# Data provided start
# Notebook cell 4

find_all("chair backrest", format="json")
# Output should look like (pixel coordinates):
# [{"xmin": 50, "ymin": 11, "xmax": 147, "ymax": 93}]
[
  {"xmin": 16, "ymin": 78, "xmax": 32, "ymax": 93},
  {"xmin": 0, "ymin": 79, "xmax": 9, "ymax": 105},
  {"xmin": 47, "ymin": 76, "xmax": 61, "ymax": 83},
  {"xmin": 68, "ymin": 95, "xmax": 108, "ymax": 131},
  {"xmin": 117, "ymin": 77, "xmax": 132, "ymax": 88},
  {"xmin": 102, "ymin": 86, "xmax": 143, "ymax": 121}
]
# Data provided end
**Problem details**
Could you output every line above verbatim, without changing a single character?

**Answer to this problem**
# Notebook cell 4

find_all("chair backrest", format="json")
# Output should look like (pixel coordinates):
# [{"xmin": 50, "ymin": 11, "xmax": 147, "ymax": 93}]
[
  {"xmin": 16, "ymin": 78, "xmax": 32, "ymax": 93},
  {"xmin": 0, "ymin": 79, "xmax": 9, "ymax": 105},
  {"xmin": 47, "ymin": 76, "xmax": 61, "ymax": 83},
  {"xmin": 68, "ymin": 95, "xmax": 108, "ymax": 131},
  {"xmin": 117, "ymin": 77, "xmax": 132, "ymax": 88},
  {"xmin": 102, "ymin": 86, "xmax": 143, "ymax": 121}
]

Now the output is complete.